Description of the task: Exactly the lines from the one with "the white framed" to the end of the entries should appear in your answer, retyped word for word.
Record set Start Marker
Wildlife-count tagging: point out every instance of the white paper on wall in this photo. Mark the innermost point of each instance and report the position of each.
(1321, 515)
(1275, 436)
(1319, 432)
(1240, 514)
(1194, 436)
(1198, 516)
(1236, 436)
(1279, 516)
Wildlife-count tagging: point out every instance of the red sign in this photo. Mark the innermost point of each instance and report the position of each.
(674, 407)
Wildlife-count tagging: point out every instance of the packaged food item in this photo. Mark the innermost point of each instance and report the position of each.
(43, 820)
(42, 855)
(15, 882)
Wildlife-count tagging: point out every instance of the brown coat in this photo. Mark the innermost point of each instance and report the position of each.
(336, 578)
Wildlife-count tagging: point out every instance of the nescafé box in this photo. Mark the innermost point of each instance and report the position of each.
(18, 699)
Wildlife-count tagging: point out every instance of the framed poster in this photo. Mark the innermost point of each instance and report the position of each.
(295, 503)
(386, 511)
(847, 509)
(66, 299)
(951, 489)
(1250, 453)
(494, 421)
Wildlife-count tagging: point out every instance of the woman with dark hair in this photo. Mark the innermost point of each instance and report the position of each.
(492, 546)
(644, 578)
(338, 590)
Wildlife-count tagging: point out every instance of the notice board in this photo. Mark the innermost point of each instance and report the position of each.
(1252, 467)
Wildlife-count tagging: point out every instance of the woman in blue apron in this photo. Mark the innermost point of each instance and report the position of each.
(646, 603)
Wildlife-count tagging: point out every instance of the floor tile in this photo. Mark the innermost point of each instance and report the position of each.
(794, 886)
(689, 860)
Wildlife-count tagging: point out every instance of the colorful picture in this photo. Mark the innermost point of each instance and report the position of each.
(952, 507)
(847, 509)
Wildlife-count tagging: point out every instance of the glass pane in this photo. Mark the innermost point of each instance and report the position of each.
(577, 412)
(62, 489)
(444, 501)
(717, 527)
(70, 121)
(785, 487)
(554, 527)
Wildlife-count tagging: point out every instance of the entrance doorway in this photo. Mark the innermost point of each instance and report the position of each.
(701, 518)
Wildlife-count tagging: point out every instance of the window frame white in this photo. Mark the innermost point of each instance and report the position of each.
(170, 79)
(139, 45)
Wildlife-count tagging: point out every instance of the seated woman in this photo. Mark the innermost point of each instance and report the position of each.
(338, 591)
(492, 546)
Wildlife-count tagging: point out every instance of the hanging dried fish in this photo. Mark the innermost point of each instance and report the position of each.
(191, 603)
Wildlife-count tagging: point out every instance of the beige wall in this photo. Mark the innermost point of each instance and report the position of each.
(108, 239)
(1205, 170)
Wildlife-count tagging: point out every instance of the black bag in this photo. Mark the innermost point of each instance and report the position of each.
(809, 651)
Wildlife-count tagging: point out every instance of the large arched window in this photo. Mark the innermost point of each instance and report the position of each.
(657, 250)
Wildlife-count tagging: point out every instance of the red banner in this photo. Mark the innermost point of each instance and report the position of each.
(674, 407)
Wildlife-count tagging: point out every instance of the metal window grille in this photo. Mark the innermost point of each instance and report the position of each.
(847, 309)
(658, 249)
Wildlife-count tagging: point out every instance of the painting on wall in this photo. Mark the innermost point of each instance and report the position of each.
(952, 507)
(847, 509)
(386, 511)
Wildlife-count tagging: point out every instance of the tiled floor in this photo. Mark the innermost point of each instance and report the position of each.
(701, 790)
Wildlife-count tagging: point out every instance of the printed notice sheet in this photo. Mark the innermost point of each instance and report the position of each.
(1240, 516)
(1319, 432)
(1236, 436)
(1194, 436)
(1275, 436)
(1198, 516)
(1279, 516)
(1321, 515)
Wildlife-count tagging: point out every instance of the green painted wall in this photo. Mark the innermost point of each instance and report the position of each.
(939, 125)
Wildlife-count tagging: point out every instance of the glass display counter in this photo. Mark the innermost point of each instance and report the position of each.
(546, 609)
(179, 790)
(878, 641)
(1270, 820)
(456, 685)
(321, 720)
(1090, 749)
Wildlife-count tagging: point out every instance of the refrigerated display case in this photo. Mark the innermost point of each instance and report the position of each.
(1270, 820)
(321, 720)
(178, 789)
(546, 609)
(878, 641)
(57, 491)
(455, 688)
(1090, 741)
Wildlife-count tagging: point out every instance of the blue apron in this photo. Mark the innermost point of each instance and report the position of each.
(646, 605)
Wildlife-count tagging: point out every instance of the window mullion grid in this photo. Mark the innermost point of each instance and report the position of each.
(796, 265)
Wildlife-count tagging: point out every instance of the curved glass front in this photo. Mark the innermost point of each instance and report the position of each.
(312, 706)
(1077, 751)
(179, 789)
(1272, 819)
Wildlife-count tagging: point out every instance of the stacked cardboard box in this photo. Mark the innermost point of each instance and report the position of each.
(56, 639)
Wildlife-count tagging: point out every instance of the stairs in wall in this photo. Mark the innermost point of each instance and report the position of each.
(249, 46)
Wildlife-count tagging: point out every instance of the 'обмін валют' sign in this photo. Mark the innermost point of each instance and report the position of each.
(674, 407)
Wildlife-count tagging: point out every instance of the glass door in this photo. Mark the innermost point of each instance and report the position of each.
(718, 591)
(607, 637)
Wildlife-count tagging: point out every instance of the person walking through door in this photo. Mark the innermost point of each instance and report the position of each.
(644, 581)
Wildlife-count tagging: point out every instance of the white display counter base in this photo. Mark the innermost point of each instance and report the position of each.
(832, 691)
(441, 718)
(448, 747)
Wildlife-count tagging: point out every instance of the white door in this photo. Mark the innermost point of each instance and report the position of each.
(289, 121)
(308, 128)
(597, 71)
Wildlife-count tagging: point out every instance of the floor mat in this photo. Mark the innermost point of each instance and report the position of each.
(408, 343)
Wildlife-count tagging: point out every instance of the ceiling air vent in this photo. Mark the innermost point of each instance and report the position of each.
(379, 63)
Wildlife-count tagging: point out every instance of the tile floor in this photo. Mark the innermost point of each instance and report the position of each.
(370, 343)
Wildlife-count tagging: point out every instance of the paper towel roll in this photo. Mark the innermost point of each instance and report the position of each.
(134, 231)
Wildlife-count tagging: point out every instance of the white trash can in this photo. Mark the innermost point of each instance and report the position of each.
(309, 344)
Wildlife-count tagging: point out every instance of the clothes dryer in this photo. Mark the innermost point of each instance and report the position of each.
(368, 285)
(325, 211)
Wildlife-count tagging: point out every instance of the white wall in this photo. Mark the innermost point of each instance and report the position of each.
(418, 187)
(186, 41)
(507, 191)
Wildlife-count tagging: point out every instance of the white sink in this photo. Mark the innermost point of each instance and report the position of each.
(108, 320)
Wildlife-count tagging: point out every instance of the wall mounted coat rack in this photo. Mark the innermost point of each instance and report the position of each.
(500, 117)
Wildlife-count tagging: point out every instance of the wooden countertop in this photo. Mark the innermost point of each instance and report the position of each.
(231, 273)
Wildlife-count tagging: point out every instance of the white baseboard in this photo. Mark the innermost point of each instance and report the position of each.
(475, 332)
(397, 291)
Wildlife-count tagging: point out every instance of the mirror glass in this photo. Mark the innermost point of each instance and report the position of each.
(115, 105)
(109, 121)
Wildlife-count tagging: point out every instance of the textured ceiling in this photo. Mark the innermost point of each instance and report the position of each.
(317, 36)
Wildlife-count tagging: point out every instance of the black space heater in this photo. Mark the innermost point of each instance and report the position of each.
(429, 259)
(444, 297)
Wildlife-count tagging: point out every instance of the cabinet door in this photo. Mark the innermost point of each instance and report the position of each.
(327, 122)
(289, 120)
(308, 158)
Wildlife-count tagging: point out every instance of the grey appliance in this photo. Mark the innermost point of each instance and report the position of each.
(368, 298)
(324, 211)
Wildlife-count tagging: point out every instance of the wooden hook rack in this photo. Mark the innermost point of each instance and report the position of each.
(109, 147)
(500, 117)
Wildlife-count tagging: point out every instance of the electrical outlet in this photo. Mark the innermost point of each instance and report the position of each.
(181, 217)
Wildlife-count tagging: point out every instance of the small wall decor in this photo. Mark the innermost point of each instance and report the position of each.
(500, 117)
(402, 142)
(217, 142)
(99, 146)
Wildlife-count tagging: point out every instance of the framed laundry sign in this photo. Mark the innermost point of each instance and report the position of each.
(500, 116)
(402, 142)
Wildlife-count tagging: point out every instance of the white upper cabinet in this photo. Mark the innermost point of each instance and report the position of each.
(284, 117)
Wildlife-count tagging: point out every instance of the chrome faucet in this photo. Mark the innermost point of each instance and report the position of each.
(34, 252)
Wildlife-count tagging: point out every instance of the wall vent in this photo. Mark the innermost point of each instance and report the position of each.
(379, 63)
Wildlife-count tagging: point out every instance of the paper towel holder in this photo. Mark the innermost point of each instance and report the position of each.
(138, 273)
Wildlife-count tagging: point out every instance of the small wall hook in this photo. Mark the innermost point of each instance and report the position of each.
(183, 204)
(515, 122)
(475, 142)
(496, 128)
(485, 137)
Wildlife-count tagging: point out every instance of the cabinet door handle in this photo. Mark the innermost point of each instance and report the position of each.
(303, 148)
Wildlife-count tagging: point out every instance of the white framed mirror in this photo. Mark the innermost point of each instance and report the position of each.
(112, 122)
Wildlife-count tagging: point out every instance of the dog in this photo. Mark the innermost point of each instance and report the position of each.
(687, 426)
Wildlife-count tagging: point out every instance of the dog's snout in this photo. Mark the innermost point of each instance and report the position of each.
Record set End Marker
Solution to this problem:
Wildlife-count tagging: point out every instance of the white framed mirror in this photo. Mark the innermost point of each instance and report the position of each.
(112, 122)
Wildlife-count tagging: point out every instance of the dog in this photo. Mark the innermost point of each instance and report the position of each.
(687, 426)
Wildlife-count tagging: point out every instance of the dog's snout in this photo. Mark the innermost point of each instance and report the position of each.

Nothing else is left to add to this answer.